## Stated exercise
List every line below that contains the word "collar", copying each line in full. Case counts.

## Extracted information
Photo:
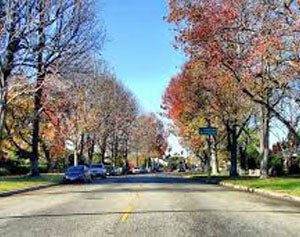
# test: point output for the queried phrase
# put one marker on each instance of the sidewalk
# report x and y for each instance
(263, 192)
(11, 185)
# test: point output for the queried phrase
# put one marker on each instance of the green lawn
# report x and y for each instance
(286, 184)
(12, 183)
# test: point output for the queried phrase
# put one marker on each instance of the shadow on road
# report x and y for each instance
(146, 212)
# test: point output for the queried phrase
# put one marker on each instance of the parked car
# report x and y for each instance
(110, 170)
(143, 171)
(77, 173)
(117, 170)
(134, 171)
(98, 171)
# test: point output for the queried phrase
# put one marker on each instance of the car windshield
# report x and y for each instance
(75, 169)
(96, 166)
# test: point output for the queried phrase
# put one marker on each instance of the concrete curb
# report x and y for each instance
(23, 190)
(266, 193)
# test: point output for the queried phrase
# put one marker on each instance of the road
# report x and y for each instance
(148, 205)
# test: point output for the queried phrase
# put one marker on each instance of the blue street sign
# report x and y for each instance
(208, 131)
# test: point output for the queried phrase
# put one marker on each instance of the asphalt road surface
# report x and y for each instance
(148, 205)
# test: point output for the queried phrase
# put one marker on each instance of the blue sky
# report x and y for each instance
(139, 47)
(140, 50)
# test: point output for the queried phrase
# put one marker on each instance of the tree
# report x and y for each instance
(254, 41)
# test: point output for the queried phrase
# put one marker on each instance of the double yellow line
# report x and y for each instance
(128, 211)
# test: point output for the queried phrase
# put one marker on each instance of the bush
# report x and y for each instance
(253, 157)
(4, 172)
(276, 165)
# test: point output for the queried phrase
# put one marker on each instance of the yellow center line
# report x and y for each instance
(128, 212)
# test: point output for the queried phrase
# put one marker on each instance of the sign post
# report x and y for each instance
(210, 132)
(71, 146)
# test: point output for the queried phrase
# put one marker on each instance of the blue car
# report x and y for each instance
(78, 173)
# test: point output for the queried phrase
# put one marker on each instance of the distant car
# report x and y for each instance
(98, 171)
(134, 171)
(117, 170)
(77, 173)
(143, 171)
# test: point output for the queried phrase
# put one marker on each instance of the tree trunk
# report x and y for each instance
(91, 149)
(5, 71)
(38, 93)
(214, 159)
(81, 146)
(233, 151)
(264, 142)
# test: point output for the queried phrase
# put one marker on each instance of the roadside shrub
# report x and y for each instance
(276, 165)
(43, 168)
(4, 172)
(253, 157)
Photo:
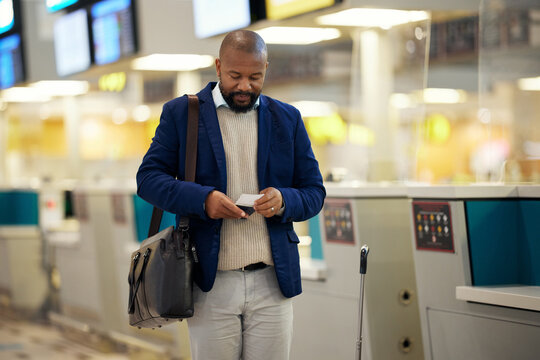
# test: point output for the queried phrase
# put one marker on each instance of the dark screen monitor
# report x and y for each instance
(113, 30)
(11, 61)
(72, 43)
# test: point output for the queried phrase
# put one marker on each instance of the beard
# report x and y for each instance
(229, 99)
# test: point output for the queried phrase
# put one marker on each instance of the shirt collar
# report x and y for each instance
(220, 101)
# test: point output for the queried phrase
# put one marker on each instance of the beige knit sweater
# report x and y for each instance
(243, 241)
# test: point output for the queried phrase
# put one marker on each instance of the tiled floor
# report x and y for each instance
(22, 339)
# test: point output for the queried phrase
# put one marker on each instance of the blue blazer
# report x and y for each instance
(285, 161)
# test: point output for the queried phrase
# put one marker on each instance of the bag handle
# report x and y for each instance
(133, 295)
(191, 161)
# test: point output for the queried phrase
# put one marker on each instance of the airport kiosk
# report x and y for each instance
(326, 313)
(23, 277)
(477, 260)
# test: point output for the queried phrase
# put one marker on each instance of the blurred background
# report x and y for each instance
(393, 94)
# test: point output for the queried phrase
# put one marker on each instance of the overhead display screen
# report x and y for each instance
(281, 9)
(214, 17)
(7, 15)
(55, 5)
(72, 43)
(11, 61)
(113, 30)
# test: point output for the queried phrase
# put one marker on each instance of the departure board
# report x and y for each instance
(11, 61)
(113, 30)
(72, 43)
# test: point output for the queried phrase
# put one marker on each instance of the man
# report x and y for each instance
(248, 144)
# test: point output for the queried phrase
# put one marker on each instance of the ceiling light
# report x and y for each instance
(401, 101)
(172, 62)
(443, 96)
(61, 87)
(297, 35)
(529, 84)
(141, 113)
(24, 94)
(315, 108)
(365, 17)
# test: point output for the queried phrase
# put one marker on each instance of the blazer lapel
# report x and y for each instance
(265, 127)
(208, 117)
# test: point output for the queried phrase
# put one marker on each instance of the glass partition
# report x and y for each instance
(508, 148)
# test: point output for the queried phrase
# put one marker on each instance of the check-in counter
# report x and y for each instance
(326, 313)
(93, 264)
(477, 260)
(23, 278)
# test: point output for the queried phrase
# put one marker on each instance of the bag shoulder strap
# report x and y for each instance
(191, 159)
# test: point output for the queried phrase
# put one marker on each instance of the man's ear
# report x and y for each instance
(218, 67)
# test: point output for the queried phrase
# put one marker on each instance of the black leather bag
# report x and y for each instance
(161, 273)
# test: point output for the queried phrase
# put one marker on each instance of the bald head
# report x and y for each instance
(246, 41)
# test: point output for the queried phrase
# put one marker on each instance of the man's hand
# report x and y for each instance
(270, 203)
(219, 206)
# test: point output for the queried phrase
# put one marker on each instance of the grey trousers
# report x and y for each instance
(244, 316)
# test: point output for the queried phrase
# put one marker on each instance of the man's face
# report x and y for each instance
(241, 78)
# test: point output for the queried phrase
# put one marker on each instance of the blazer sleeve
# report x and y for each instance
(159, 178)
(305, 198)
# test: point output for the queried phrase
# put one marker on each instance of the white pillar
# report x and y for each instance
(72, 120)
(188, 82)
(3, 143)
(371, 87)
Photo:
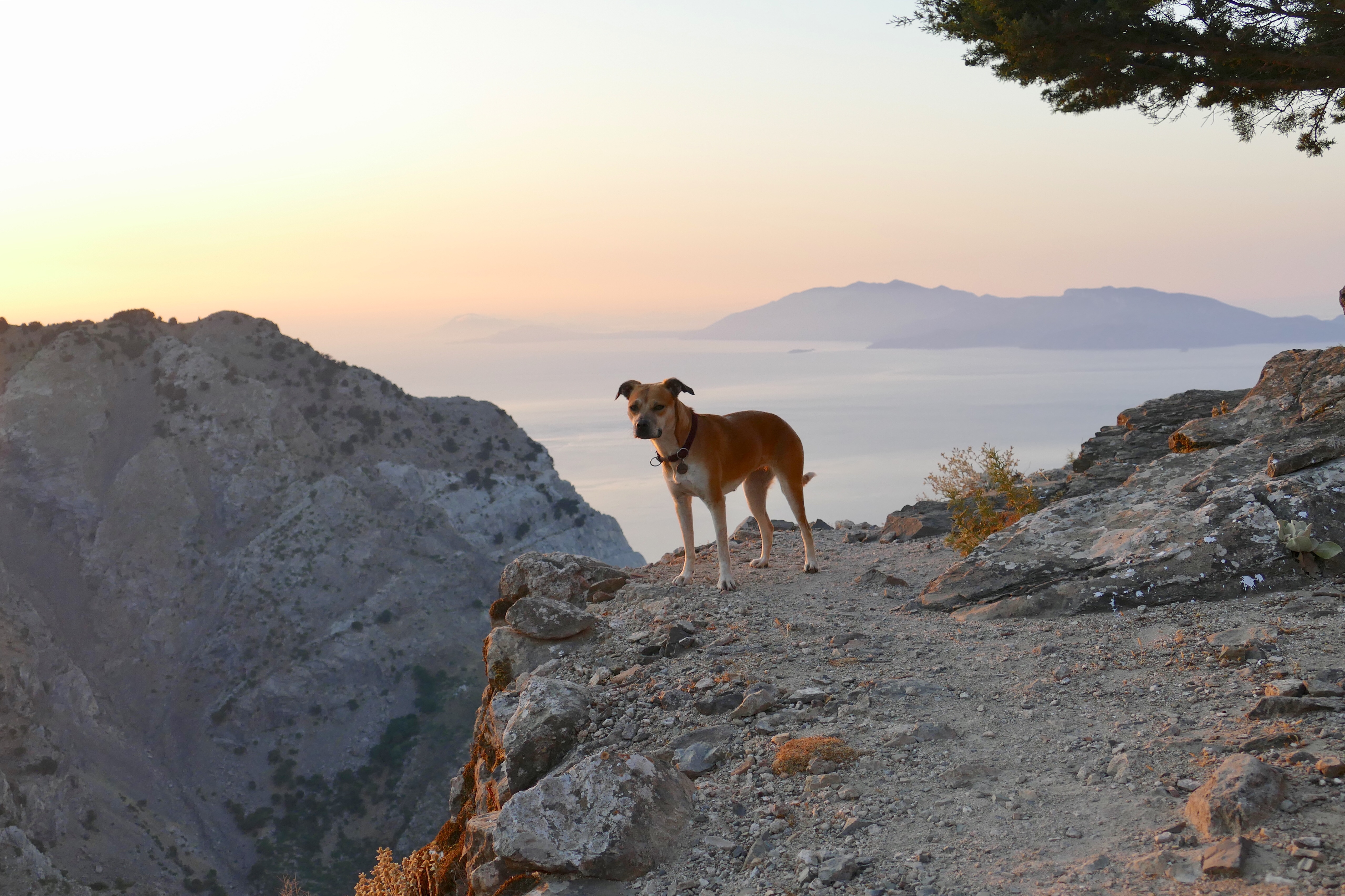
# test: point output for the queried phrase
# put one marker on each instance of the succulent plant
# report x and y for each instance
(1297, 537)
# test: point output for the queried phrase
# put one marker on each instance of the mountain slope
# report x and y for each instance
(244, 590)
(903, 315)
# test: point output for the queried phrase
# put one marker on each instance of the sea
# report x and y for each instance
(873, 422)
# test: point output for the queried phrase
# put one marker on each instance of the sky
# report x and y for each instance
(351, 170)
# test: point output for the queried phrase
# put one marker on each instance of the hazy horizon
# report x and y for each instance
(362, 166)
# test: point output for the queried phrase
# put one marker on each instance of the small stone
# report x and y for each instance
(1235, 798)
(1225, 859)
(1331, 767)
(838, 870)
(759, 698)
(1285, 688)
(548, 619)
(1323, 689)
(759, 852)
(814, 783)
(697, 759)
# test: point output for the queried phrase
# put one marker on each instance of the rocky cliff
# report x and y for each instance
(1179, 501)
(243, 590)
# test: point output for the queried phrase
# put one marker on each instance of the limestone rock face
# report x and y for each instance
(212, 540)
(1237, 798)
(543, 730)
(613, 816)
(1143, 524)
(556, 576)
(548, 619)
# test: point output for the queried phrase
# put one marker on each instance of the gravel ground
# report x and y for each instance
(1019, 800)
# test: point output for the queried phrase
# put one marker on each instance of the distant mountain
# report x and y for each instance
(904, 315)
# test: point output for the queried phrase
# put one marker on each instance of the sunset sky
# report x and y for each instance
(332, 165)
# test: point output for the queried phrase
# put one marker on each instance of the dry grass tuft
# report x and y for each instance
(794, 755)
(290, 887)
(417, 875)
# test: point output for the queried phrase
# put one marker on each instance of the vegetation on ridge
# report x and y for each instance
(985, 494)
(1267, 65)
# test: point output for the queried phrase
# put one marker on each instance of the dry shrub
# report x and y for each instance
(1181, 445)
(414, 876)
(290, 887)
(974, 482)
(794, 755)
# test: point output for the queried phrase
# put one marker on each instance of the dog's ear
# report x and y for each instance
(677, 387)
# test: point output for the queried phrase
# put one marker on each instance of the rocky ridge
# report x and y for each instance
(243, 588)
(1157, 510)
(984, 757)
(837, 735)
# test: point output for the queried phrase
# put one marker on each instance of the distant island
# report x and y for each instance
(904, 315)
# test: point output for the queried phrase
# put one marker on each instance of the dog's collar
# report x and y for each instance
(681, 452)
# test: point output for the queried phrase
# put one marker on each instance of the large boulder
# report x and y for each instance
(548, 619)
(557, 576)
(543, 730)
(1237, 798)
(1188, 513)
(613, 816)
(512, 654)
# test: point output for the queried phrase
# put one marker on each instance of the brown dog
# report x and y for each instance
(708, 457)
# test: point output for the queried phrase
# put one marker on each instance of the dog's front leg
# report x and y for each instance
(684, 517)
(721, 540)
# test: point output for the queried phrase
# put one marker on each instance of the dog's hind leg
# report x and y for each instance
(793, 490)
(754, 489)
(721, 540)
(684, 517)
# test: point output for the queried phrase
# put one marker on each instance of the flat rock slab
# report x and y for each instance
(715, 736)
(1172, 866)
(1238, 797)
(548, 619)
(1269, 707)
(510, 654)
(969, 774)
(1245, 637)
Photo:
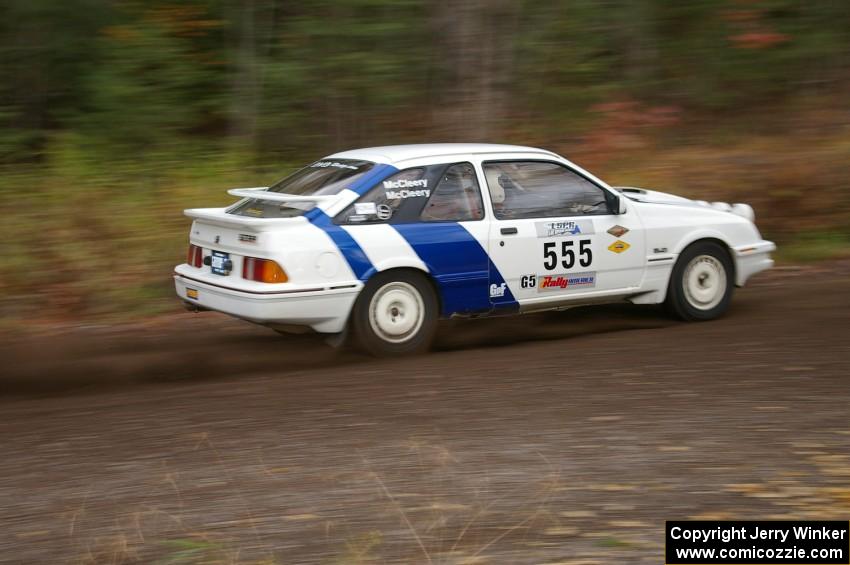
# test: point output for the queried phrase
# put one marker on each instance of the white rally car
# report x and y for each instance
(387, 240)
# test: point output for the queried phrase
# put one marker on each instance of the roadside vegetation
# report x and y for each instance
(118, 116)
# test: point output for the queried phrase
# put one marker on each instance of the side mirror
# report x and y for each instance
(619, 205)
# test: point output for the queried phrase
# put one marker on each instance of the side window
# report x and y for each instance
(456, 197)
(538, 189)
(389, 198)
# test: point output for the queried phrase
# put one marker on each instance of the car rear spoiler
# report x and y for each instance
(262, 193)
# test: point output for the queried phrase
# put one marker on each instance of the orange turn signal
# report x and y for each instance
(263, 270)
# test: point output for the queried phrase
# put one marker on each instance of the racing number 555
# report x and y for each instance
(568, 256)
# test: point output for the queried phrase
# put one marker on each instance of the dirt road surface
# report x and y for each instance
(559, 438)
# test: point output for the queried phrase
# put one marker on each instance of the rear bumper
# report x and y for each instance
(751, 259)
(325, 311)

## Written answer
# put one marker on each instance of the shirt collar
# put one marker on each instance of the dog's collar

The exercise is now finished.